| Study text |
* * *

Healthy Heart of Victoria
WHAT IS THE HEALTHY HEART OF VICTORIA?
The Healthy Heart of Victoria (HHV) is an initiative aimed at improving the health of people in the Loddon Campaspe region – the ‘heart’ of Victoria.
The initiative was developed in response to the higher than Victorian average rates of obesity, chronic disease and high-risk health behaviours currently seen within the region.
Healthy Heart of Victoria projects are designed to focus on those parts of the community that are the least active and least supported. The initiative aims to get more people, more active, more often.
City of Greater Bendigo is one of six local Councils involved in the initiative. The other Councils involved are Campaspe Shire, Central Goldfields Shire, Loddon Shire, Macedon Ranges Shire and Mount Alexander Shire.
In 2016 the community told the Loddon Campaspe Regional Partnership that it was concerned about health statistics and outcomes in the region. They also believed that health is everyone’s business, not just health services and professionals.
To address these concerns, a series of design workshops were undertaken involving over 100 stakeholders from local government, health services, primary care partnerships, universities and state government departments to develop the Healthy Heart of Victoria implementation framework.

* * *

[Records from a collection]
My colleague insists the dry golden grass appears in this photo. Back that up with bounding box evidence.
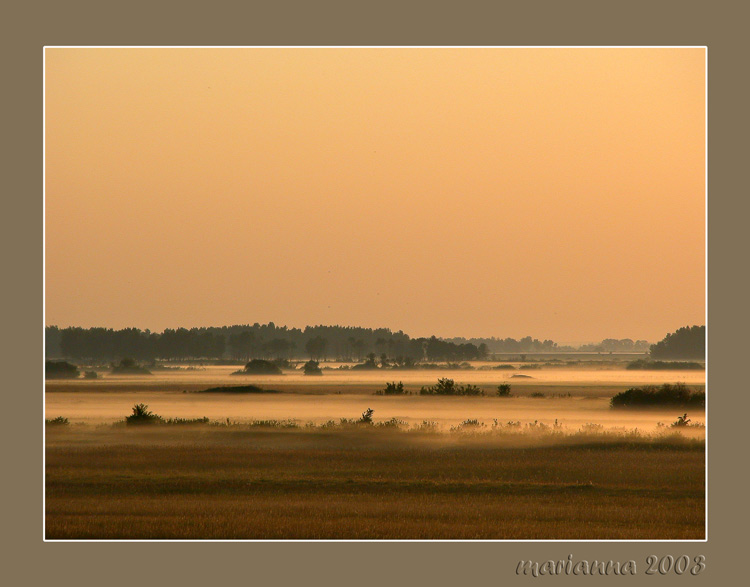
[46,427,705,539]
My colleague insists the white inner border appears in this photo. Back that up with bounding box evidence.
[42,45,709,543]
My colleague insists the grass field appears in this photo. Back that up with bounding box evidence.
[46,426,705,539]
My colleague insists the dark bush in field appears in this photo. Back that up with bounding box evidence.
[610,383,706,408]
[44,361,81,379]
[302,359,323,375]
[125,404,164,426]
[375,381,409,395]
[625,359,705,371]
[198,385,279,393]
[112,359,151,375]
[232,359,282,375]
[419,378,484,395]
[44,416,70,426]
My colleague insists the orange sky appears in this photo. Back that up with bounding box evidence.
[46,48,705,342]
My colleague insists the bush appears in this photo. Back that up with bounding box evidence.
[44,361,81,379]
[419,377,484,395]
[497,383,510,397]
[375,381,409,395]
[302,359,323,375]
[125,404,164,426]
[625,359,705,371]
[357,408,375,424]
[610,383,706,408]
[44,416,70,426]
[232,359,282,375]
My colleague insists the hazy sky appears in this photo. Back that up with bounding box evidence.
[46,49,705,342]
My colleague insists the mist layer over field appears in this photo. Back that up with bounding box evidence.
[46,367,705,431]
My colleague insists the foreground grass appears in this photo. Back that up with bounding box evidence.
[46,427,704,539]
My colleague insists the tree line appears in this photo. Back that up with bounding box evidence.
[45,322,705,364]
[45,322,487,364]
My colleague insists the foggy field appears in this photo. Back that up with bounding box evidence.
[46,427,704,539]
[46,367,705,539]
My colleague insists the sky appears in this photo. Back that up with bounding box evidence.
[45,48,706,342]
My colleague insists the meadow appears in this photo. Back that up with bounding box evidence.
[45,368,705,539]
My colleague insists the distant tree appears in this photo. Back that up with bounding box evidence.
[302,360,323,375]
[232,359,282,375]
[651,326,706,360]
[305,336,328,361]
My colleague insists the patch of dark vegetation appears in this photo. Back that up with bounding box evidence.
[625,359,706,371]
[302,359,323,375]
[419,377,484,396]
[375,381,409,395]
[198,385,280,393]
[271,359,297,369]
[610,383,706,408]
[125,404,164,426]
[44,361,81,379]
[672,413,706,428]
[497,383,511,397]
[112,359,151,375]
[651,326,706,360]
[232,359,282,375]
[44,416,70,426]
[125,404,209,426]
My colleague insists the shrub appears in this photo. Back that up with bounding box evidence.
[44,361,81,379]
[302,359,323,375]
[357,408,375,424]
[610,383,706,408]
[497,383,510,397]
[375,381,409,395]
[625,359,705,371]
[125,404,164,426]
[377,418,406,430]
[672,414,690,428]
[44,416,70,426]
[419,377,484,395]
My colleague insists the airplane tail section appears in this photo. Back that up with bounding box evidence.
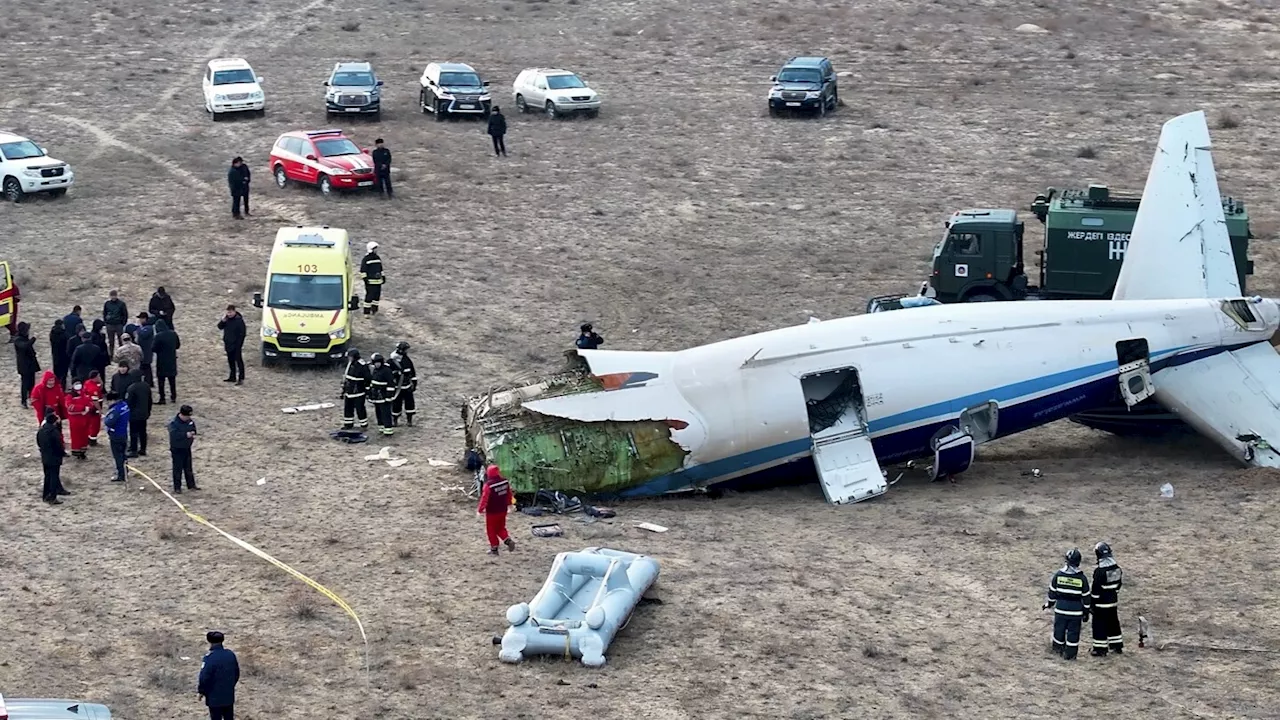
[1112,110,1240,300]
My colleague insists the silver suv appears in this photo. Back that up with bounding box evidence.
[324,63,383,117]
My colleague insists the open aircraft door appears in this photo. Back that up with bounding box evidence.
[813,428,888,505]
[0,261,18,332]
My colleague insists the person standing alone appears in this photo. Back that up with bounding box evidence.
[488,105,507,156]
[227,155,250,220]
[36,409,70,505]
[102,290,129,351]
[169,405,200,495]
[360,241,387,315]
[13,323,40,409]
[196,630,239,720]
[218,305,244,386]
[374,137,392,199]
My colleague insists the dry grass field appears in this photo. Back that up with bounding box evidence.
[0,0,1280,720]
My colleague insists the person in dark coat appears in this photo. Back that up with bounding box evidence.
[36,413,70,505]
[124,378,151,457]
[227,155,250,220]
[372,137,392,200]
[133,313,156,387]
[151,320,182,405]
[63,305,84,334]
[102,290,129,356]
[197,630,239,720]
[169,405,200,495]
[218,305,244,386]
[67,326,101,383]
[88,320,111,378]
[486,105,507,156]
[49,319,72,384]
[13,323,40,409]
[147,287,178,329]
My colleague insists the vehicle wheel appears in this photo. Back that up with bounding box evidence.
[4,178,26,202]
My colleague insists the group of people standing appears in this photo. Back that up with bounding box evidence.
[342,341,417,436]
[13,287,200,505]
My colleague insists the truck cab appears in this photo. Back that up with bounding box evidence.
[922,184,1253,302]
[253,225,360,365]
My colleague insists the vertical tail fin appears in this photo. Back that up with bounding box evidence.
[1112,110,1240,300]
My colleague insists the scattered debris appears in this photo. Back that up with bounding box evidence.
[531,523,564,538]
[280,402,335,415]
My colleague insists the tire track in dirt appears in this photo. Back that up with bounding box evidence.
[56,115,312,225]
[120,0,333,132]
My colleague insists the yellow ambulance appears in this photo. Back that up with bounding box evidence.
[253,225,360,365]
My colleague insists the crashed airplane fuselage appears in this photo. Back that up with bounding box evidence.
[463,113,1280,502]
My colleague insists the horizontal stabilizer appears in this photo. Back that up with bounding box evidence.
[1112,110,1240,300]
[1152,342,1280,468]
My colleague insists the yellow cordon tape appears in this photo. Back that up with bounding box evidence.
[125,465,369,680]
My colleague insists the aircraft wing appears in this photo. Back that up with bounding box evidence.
[1112,110,1240,300]
[1152,342,1280,468]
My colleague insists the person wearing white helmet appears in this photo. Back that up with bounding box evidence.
[360,241,387,315]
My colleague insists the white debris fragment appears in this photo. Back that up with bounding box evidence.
[280,402,334,415]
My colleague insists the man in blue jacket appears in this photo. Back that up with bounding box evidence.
[102,392,129,483]
[197,630,239,720]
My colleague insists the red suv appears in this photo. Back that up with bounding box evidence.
[270,129,375,195]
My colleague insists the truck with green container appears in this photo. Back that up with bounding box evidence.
[867,184,1253,434]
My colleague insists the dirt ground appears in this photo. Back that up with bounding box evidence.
[0,0,1280,720]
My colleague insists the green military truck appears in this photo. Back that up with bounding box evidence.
[922,184,1253,302]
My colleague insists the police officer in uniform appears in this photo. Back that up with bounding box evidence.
[360,242,387,315]
[342,347,370,430]
[1089,542,1124,657]
[390,341,417,428]
[369,352,397,436]
[1041,547,1089,660]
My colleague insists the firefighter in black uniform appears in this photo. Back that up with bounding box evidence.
[342,347,370,430]
[360,242,387,315]
[1089,542,1124,657]
[1041,547,1089,660]
[392,341,417,428]
[369,352,396,436]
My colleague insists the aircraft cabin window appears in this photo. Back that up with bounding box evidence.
[948,232,982,255]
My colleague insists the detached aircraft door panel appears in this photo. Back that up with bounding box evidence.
[813,428,888,505]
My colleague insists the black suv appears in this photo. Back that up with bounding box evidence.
[769,56,840,117]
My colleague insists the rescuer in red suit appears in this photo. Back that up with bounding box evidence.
[476,465,516,555]
[28,370,67,423]
[67,383,93,460]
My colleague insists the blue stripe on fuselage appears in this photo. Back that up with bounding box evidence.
[606,341,1267,497]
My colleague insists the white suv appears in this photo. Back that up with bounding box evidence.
[204,58,266,120]
[417,63,493,120]
[0,132,76,202]
[511,68,600,118]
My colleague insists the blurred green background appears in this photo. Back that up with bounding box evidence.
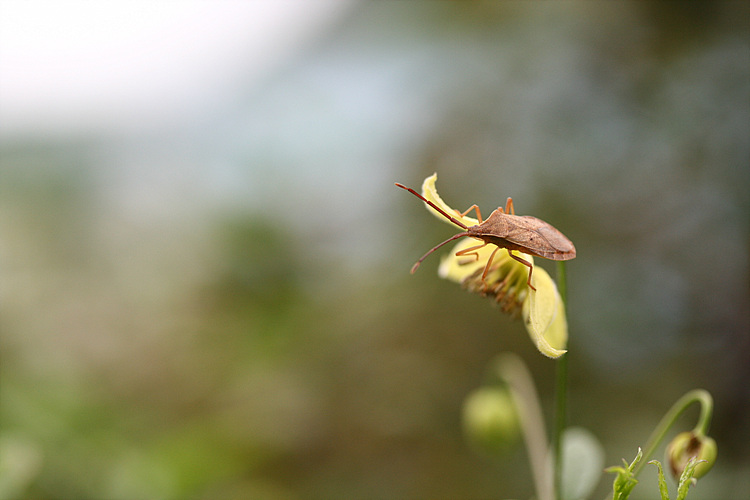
[0,1,750,500]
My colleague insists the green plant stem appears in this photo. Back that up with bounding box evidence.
[496,353,555,500]
[633,389,714,477]
[552,261,568,500]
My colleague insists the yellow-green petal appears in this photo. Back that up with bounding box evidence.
[422,174,479,227]
[438,237,500,283]
[522,267,568,358]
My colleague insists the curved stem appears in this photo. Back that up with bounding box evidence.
[633,389,714,477]
[552,262,568,499]
[496,353,554,500]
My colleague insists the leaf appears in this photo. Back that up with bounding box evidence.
[649,460,669,500]
[561,427,604,500]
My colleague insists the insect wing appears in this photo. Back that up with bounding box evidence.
[505,215,576,260]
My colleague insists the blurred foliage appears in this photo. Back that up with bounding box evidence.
[0,2,750,500]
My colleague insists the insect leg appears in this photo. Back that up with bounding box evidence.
[461,205,483,224]
[482,247,500,291]
[508,250,536,292]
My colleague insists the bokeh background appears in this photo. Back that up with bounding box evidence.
[0,0,750,500]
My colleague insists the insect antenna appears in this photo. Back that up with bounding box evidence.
[410,233,469,274]
[396,182,469,229]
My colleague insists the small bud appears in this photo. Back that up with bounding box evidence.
[667,432,717,479]
[463,386,520,454]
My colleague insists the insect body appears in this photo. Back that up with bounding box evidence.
[396,183,576,290]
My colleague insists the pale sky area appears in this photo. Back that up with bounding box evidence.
[0,0,352,135]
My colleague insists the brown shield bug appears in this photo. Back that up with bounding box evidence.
[396,182,576,291]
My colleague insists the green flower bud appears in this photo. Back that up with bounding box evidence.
[463,386,520,455]
[666,432,717,479]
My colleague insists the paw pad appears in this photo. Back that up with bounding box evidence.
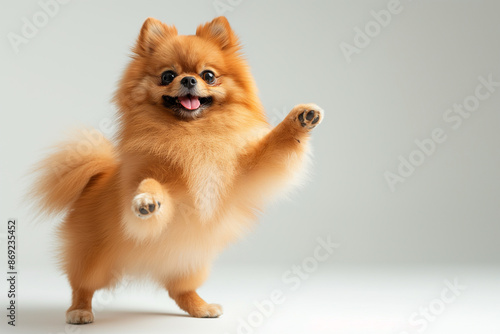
[298,110,321,130]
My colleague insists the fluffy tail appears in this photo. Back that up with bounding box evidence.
[30,129,117,215]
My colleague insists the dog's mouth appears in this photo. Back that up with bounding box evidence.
[162,94,212,113]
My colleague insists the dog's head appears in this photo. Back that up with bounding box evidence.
[116,17,256,121]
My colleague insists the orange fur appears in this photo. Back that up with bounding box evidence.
[31,17,322,323]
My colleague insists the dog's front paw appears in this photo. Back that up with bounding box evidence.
[132,193,161,219]
[290,103,323,130]
[190,304,222,318]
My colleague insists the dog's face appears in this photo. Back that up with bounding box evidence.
[117,17,255,120]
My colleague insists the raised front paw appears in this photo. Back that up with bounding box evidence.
[132,193,161,219]
[290,103,323,130]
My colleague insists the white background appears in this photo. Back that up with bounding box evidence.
[0,0,500,333]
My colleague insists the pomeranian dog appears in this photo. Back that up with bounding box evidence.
[32,17,323,324]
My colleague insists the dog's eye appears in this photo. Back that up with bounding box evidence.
[201,71,215,85]
[161,71,177,86]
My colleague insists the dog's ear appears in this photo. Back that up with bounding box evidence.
[134,17,177,56]
[196,16,238,50]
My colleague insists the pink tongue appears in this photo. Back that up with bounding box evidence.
[179,96,200,110]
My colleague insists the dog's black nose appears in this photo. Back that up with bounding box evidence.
[181,77,197,88]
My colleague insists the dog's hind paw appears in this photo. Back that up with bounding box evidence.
[132,193,161,219]
[66,310,94,325]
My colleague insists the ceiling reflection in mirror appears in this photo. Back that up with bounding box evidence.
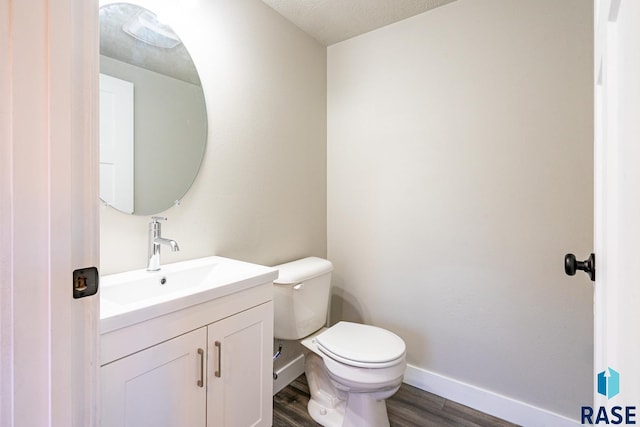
[100,3,207,215]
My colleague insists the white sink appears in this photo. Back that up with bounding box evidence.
[100,256,278,333]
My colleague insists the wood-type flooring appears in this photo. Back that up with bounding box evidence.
[273,374,515,427]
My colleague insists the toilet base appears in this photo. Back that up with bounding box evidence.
[307,399,344,427]
[307,393,389,427]
[305,351,400,427]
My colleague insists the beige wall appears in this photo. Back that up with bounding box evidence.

* * *

| What the task asks |
Copy the passage of the Healthy Heart of Victoria text above word for word, starting with "In 2016 the" and going on through "services and professionals.".

| Response below |
In 2016 the community told the Loddon Campaspe Regional Partnership that it was concerned about health statistics and outcomes in the region. They also believed that health is everyone’s business, not just health services and professionals.